EXTRACT PROVIDED -
Question

How do you write the equation of the tangent line to the graph of `y = ln(x^2)` at the point (5, ln(25))?

Answer 1

One fast way to do it is using the linear approximation method. For this, we have:

`color(blue)(f_T(x) = f(a) + f'(a)(x-a))`

where:

• `f_T(x)` is the function for the tangent line.
• `f(a)` is the function `f(x)` at `x = a`.
• `f'(a)` is the derivative, `f'(x)`, at `x = a`.
• `a` is the value of `\mathbf(x)` that you are using.

Since `f(x) = ln(x^2)`:

`color(green)(f'(x)) = 1/(x^2)*2x`

`= color(green)(2/x)` (remember to use the Chain Rule on `x^2`)

Next, we can find `a`, `f(a)`, and `f'(a)` easily:

• Since we are using `x = a`, we have `color(green)(a = 5)` from `(5,ln25)`.

INFORMATION PROVIDED -
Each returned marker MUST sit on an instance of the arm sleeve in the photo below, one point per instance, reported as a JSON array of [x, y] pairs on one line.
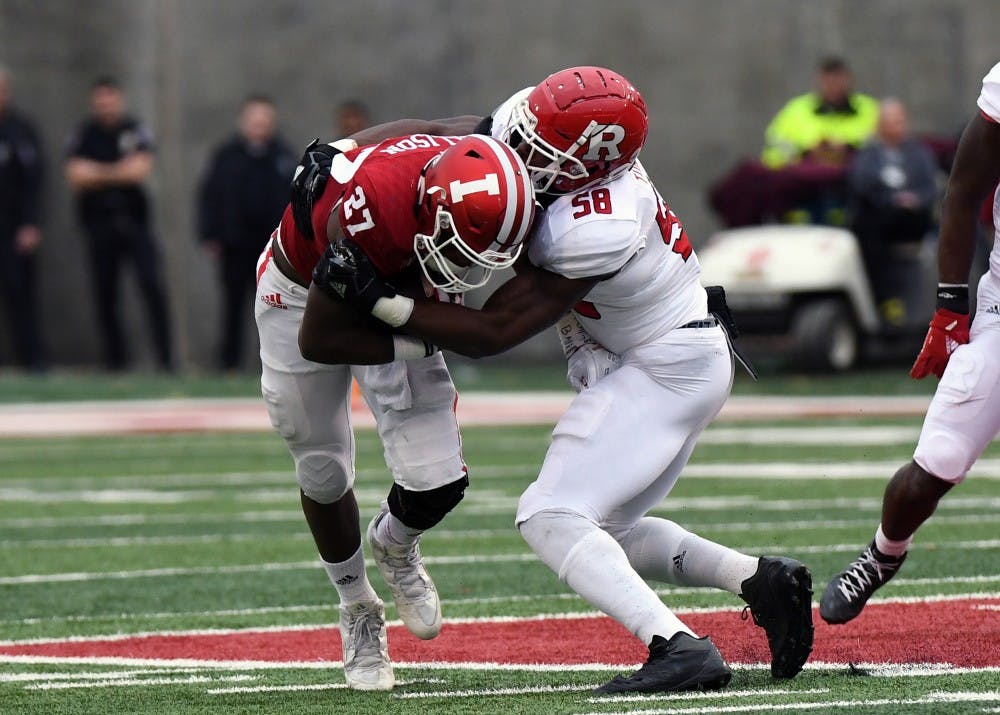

THE PROBLEM -
Copy out the entire tangent-line explanation word for word. Rely on the tangent-line explanation alone and set the material aside.

OUTPUT FOR THIS EXERCISE -
Question

How do you write the equation of the tangent line to the graph of `y = ln(x^2)` at the point (5, ln(25))?

Answer 1

One fast way to do it is using the linear approximation method. For this, we have:

`color(blue)(f_T(x) = f(a) + f'(a)(x-a))`

where:

• `f_T(x)` is the function for the tangent line.
• `f(a)` is the function `f(x)` at `x = a`.
• `f'(a)` is the derivative, `f'(x)`, at `x = a`.
• `a` is the value of `\mathbf(x)` that you are using.

Since `f(x) = ln(x^2)`:

`color(green)(f'(x)) = 1/(x^2)*2x`

`= color(green)(2/x)` (remember to use the Chain Rule on `x^2`)

Next, we can find `a`, `f(a)`, and `f'(a)` easily:

• Since we are using `x = a`, we have `color(green)(a = 5)` from `(5,ln25)`.